• [Task instructions]:
Count the lines in the material below that contain the string "jersey", treating case as significant, and give only the number.
--- START OF Entries shown ---
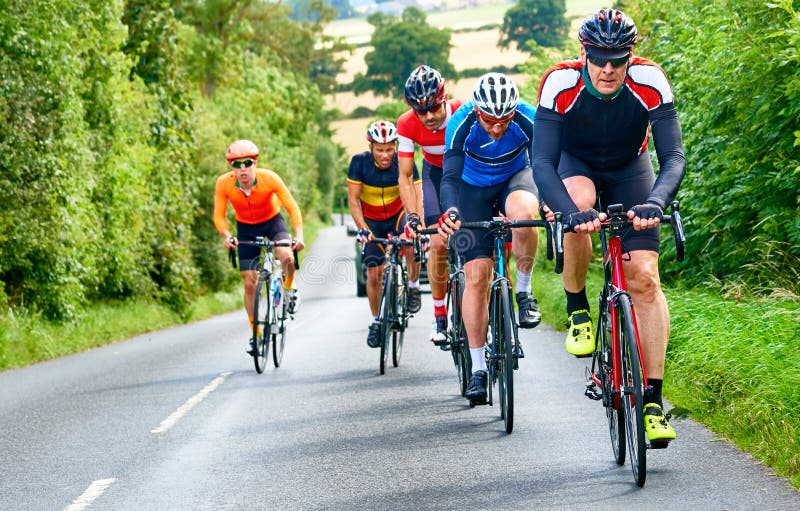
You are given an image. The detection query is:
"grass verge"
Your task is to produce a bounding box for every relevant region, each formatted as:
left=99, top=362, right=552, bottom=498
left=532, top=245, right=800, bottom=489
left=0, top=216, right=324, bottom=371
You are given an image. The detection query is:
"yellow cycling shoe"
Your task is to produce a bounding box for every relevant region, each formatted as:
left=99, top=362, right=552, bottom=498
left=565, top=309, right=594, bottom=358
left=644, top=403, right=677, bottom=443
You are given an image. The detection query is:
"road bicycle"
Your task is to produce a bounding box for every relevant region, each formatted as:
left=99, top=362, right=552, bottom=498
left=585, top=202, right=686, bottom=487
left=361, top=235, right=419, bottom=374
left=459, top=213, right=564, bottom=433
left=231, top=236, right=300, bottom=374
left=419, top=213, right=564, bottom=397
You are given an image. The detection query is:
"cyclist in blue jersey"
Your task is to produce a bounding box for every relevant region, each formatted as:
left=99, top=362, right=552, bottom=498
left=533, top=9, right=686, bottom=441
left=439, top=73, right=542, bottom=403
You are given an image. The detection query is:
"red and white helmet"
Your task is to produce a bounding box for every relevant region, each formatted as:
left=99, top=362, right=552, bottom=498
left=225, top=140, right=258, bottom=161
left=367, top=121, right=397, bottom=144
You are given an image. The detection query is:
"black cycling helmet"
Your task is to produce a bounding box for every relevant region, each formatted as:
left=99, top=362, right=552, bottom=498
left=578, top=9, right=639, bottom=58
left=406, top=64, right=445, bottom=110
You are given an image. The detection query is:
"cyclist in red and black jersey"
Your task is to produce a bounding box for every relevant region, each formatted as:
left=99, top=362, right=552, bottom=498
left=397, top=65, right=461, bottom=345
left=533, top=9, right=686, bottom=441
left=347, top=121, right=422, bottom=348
--- END OF Entries shown ---
--- START OF Entries shown ---
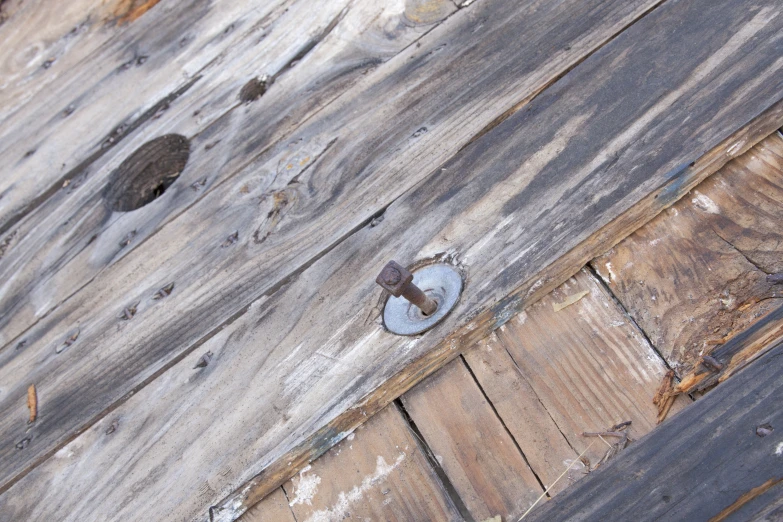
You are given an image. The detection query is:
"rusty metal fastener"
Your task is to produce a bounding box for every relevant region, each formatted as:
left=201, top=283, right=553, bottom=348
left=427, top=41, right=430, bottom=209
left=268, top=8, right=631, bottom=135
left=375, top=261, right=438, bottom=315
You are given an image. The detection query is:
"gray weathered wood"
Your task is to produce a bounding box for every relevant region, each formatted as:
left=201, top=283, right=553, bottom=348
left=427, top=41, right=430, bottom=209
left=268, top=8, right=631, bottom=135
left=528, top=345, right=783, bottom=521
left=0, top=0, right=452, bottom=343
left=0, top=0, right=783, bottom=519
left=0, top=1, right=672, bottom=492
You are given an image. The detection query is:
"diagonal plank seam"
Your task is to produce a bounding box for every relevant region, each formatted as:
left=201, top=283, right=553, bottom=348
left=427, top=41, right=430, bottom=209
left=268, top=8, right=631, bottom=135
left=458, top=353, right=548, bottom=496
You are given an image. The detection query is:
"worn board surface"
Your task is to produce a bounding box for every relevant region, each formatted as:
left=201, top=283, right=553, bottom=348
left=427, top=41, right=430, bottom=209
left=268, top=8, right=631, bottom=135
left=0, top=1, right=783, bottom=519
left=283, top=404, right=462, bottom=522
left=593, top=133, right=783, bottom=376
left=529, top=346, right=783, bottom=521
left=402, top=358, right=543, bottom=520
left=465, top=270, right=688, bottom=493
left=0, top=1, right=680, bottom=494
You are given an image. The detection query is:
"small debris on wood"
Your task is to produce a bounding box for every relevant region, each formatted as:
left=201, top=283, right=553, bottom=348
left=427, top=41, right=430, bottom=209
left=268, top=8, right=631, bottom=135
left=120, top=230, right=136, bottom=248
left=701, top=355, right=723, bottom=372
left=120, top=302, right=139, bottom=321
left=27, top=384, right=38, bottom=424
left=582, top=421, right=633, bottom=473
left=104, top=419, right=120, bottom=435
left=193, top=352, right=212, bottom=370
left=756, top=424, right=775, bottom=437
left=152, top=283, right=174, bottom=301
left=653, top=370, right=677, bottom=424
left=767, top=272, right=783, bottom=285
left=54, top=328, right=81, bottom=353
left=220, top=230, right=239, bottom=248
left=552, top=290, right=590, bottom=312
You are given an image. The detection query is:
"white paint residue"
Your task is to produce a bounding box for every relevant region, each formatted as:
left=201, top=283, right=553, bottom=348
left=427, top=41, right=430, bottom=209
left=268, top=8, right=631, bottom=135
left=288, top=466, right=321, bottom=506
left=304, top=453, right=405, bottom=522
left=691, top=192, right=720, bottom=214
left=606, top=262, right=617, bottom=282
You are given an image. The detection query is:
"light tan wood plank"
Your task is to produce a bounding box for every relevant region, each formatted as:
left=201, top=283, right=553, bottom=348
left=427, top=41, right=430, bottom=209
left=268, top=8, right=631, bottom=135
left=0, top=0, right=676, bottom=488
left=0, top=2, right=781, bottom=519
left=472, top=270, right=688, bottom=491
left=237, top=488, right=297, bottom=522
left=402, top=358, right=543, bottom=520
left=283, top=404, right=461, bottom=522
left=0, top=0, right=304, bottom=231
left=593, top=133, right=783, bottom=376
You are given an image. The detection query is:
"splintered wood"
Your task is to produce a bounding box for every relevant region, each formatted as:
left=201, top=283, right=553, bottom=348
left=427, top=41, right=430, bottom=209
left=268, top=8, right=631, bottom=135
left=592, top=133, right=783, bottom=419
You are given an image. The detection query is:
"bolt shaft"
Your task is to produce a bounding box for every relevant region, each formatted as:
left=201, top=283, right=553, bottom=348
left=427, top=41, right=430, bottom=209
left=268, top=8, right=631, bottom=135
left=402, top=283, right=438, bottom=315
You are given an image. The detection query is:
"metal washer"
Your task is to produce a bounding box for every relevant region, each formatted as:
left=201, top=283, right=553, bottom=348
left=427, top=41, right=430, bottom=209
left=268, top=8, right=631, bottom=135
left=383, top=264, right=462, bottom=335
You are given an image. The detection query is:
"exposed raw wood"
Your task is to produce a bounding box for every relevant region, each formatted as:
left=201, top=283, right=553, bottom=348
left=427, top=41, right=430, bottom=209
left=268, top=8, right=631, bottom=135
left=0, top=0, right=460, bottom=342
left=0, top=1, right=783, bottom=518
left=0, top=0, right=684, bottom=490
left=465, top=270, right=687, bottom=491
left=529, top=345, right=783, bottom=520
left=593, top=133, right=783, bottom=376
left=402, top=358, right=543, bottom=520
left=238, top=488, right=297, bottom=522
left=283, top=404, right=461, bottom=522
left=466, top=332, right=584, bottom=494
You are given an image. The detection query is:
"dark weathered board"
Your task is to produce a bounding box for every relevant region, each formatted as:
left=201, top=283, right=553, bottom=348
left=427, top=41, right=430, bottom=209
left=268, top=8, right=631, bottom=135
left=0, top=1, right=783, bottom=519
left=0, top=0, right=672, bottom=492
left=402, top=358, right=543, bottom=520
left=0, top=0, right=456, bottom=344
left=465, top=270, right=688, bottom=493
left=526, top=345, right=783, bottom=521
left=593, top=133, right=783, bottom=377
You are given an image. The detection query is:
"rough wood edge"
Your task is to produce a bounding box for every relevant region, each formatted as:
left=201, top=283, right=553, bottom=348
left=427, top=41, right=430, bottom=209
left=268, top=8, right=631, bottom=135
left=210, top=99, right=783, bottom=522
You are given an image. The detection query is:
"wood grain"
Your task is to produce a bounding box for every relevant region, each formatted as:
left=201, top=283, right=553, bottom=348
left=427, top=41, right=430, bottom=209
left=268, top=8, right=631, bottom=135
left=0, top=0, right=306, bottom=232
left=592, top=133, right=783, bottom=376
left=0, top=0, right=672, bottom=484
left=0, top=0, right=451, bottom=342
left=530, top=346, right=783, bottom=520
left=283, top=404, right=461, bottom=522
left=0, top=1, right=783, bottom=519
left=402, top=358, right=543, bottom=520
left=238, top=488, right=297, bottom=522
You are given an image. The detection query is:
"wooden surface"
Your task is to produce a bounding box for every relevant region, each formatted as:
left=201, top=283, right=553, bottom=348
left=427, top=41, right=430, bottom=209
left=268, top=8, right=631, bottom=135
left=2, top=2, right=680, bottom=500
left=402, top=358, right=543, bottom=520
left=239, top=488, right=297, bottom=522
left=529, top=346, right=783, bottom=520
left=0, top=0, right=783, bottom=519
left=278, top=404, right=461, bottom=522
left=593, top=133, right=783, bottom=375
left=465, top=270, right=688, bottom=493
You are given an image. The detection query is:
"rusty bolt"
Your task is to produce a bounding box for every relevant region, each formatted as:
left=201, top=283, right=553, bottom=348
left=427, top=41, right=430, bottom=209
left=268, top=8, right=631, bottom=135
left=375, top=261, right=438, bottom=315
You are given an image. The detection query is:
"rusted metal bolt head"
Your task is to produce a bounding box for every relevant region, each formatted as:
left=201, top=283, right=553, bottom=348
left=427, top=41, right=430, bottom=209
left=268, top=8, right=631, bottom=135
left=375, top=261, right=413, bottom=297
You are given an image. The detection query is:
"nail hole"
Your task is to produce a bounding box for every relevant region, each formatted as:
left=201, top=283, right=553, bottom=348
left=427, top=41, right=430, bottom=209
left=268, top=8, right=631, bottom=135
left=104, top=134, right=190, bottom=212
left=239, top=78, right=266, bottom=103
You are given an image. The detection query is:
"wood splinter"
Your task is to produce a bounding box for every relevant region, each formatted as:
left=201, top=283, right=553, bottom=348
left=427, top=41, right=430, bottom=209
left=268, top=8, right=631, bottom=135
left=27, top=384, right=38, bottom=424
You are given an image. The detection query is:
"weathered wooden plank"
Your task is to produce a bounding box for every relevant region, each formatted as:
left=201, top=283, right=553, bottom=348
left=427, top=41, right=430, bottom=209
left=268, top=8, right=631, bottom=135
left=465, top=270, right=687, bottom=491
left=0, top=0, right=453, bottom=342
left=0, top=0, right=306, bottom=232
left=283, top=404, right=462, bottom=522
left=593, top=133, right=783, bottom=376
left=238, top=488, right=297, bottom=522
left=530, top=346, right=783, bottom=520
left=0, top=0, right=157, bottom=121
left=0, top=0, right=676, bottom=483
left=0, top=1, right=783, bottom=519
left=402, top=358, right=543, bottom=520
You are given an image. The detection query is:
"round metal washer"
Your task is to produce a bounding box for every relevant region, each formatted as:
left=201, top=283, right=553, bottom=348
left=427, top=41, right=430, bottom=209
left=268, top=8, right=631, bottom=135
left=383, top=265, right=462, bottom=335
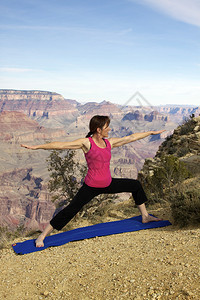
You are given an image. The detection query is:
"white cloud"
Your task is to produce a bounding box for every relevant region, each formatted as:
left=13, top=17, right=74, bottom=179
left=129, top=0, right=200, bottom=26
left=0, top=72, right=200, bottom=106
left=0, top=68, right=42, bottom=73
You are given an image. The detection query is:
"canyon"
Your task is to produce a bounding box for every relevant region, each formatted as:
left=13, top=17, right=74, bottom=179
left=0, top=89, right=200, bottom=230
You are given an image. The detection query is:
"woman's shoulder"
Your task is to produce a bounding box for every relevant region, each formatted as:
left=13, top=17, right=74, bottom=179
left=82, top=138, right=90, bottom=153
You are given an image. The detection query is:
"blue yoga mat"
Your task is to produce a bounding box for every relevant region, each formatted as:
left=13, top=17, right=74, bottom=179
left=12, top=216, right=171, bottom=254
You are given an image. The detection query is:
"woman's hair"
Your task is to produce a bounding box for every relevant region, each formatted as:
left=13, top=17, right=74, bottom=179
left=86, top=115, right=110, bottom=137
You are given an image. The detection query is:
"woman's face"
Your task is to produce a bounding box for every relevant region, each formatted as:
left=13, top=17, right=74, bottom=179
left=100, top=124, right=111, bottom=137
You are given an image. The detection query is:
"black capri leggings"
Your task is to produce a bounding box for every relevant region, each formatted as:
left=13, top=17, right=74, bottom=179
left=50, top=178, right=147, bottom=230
--- END OF Entries shown ---
• [Exercise result]:
2